- **ABOUT THIS EXERCISE**
Find every line in the records below that holds the word "person", and copy each one.

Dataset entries
——————————

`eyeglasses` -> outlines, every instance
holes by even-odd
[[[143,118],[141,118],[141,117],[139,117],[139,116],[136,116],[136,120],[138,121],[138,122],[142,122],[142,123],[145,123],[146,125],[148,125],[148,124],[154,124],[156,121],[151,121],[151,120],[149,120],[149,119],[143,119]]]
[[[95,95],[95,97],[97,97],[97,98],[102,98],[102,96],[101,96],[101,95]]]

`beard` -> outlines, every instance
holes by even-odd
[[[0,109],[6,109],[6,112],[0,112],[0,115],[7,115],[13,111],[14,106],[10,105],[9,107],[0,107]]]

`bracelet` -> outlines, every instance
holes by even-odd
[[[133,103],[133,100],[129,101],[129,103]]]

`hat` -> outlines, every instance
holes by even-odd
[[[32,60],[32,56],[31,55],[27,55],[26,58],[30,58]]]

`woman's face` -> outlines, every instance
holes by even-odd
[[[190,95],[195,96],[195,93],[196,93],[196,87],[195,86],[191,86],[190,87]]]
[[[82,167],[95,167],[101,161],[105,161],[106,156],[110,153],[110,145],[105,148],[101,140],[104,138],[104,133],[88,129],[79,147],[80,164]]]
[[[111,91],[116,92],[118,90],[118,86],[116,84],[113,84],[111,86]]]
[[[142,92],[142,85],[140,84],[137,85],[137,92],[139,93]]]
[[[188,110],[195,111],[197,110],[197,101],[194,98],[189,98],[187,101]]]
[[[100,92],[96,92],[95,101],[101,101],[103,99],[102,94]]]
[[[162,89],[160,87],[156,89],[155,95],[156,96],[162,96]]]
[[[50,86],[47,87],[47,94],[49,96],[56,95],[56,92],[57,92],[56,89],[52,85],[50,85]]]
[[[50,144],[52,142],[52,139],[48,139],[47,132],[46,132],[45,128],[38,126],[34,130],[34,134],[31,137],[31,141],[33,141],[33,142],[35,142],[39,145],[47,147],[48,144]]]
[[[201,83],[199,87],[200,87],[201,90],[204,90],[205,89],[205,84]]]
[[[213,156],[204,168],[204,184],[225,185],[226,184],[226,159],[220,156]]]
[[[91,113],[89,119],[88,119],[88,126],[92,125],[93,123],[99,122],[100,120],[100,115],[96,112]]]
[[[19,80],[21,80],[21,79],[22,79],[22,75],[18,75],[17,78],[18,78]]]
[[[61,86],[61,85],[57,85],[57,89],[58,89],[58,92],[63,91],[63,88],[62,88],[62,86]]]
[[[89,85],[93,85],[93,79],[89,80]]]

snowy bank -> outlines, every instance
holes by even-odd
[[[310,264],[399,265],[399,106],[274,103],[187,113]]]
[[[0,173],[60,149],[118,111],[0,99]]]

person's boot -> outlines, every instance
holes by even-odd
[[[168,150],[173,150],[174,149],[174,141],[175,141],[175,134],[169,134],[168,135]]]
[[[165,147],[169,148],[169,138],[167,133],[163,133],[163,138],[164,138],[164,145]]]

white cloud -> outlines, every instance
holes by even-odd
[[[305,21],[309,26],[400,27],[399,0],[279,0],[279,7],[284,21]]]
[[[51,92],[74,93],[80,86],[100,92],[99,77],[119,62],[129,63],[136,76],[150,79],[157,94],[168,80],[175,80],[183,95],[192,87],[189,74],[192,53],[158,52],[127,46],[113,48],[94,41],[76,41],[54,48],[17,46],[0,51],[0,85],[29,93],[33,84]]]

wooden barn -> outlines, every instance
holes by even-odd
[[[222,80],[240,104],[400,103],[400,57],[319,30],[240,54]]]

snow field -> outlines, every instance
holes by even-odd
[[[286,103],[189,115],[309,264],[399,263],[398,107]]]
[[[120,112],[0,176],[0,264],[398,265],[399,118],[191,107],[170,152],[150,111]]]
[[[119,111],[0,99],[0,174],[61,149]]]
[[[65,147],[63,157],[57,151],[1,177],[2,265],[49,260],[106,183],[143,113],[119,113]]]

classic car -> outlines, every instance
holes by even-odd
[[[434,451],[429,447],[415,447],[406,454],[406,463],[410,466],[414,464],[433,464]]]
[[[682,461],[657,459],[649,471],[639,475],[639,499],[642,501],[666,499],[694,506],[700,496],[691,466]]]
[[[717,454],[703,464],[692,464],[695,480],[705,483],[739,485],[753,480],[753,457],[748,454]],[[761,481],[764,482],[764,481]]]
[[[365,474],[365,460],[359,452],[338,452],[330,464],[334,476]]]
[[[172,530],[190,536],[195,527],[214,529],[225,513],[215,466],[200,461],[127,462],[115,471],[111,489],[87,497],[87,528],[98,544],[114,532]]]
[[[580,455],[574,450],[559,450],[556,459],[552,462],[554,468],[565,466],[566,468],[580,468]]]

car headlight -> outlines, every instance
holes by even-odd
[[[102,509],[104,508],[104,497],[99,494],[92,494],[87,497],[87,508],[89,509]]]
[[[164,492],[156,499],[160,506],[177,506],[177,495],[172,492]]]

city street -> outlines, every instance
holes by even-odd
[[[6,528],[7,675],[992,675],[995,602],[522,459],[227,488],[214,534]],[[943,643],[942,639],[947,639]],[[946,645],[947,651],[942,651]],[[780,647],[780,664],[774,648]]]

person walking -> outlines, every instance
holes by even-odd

——————————

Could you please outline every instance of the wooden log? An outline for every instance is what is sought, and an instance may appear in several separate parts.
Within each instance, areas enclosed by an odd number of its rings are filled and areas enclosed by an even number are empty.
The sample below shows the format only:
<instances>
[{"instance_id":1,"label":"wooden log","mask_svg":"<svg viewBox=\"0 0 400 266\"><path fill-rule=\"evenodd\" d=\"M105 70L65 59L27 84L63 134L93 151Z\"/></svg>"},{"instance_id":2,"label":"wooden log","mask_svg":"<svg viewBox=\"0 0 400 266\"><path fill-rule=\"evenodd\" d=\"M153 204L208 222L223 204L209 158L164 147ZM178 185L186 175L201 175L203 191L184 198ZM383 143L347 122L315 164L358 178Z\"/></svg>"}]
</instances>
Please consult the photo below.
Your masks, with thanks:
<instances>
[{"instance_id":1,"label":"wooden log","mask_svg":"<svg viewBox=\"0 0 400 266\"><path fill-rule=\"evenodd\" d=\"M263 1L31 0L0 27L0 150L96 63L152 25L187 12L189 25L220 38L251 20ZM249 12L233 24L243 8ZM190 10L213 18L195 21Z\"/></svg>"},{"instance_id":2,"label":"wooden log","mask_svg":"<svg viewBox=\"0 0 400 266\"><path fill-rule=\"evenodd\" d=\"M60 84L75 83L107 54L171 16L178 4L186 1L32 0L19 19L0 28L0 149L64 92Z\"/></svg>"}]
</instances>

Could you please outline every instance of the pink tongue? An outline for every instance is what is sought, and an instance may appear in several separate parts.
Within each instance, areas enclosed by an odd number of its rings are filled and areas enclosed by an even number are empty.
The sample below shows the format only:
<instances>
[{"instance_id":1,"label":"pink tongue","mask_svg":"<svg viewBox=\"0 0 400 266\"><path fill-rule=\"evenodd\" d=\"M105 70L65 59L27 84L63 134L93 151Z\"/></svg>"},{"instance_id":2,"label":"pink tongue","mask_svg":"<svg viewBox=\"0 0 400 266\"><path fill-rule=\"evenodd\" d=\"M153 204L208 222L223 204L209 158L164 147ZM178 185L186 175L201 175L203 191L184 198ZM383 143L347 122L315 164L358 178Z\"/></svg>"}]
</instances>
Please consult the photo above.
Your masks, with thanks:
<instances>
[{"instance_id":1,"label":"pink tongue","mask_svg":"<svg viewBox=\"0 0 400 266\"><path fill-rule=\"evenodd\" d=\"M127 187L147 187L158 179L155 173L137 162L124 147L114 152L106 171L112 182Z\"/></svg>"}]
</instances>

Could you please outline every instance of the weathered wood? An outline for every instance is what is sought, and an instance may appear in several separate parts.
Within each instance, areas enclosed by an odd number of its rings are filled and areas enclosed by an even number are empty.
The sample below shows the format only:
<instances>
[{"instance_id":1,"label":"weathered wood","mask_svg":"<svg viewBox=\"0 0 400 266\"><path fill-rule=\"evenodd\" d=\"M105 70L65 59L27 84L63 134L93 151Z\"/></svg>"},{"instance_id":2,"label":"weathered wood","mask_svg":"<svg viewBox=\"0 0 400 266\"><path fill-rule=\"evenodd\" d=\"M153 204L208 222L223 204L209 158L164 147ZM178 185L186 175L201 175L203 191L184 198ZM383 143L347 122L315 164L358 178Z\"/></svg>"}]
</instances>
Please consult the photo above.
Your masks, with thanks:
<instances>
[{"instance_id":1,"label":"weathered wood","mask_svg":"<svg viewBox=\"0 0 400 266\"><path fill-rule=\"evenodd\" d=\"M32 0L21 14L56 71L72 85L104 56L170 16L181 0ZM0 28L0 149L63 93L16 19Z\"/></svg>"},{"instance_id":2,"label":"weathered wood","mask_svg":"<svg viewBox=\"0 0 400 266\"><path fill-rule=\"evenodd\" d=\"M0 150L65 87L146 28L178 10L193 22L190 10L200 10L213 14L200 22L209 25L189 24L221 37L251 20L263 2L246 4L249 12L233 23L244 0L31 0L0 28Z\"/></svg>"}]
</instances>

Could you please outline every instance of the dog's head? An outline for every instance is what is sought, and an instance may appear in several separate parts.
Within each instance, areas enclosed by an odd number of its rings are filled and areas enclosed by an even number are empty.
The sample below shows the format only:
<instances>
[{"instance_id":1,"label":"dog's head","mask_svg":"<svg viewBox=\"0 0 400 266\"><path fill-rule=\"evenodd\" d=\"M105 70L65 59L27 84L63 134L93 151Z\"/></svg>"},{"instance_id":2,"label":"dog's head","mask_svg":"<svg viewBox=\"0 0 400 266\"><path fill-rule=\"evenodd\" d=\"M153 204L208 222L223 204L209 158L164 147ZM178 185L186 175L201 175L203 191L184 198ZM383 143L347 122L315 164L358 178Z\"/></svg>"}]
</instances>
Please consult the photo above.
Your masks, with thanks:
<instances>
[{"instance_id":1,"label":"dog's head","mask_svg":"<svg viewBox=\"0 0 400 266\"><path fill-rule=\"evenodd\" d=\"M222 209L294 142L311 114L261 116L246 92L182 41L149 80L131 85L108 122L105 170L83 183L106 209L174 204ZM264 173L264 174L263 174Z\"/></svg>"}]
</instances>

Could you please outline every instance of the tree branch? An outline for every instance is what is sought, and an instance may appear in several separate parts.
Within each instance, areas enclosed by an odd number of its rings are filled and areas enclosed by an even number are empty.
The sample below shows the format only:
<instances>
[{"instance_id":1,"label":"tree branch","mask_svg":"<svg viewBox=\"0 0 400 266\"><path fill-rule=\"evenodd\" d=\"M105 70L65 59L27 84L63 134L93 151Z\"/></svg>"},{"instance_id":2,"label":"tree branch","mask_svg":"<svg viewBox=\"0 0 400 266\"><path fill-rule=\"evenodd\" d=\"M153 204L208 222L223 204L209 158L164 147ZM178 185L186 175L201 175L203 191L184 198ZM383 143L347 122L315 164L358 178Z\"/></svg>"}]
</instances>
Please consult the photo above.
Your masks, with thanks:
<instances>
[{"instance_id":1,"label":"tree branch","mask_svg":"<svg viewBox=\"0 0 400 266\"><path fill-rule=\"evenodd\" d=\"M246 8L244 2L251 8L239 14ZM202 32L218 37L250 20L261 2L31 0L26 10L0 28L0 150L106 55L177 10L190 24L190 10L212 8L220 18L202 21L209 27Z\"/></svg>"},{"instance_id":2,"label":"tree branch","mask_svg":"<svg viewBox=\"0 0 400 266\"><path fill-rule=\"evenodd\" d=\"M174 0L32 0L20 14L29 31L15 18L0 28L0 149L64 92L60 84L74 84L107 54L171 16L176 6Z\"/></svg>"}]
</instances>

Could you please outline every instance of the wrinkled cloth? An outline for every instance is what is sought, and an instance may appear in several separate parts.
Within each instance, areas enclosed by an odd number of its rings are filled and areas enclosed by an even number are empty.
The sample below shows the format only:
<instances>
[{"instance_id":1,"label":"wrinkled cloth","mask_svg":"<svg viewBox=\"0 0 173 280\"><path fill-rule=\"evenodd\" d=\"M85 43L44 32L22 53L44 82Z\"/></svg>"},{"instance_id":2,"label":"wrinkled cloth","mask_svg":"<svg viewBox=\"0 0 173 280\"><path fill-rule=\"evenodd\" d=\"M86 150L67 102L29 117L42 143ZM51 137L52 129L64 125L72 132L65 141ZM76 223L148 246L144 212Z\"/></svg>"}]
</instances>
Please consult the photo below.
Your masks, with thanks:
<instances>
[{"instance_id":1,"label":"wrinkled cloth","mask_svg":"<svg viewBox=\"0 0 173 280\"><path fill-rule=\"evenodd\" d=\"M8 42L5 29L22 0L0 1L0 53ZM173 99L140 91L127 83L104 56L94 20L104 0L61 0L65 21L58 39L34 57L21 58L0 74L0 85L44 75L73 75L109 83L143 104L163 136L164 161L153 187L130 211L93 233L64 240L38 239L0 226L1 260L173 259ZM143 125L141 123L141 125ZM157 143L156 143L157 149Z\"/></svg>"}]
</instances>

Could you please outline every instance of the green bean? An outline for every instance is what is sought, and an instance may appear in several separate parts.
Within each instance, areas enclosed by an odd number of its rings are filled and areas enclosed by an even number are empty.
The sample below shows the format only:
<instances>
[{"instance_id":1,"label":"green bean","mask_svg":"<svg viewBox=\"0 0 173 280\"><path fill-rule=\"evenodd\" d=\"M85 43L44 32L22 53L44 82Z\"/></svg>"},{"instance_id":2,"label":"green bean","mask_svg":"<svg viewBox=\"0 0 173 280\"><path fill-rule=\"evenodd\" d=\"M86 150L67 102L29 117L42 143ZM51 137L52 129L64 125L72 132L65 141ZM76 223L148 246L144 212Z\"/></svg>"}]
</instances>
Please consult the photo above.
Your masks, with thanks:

——————————

- **YOUR RESPONSE**
person's boot -> outlines, every instance
person walking -> outlines, every instance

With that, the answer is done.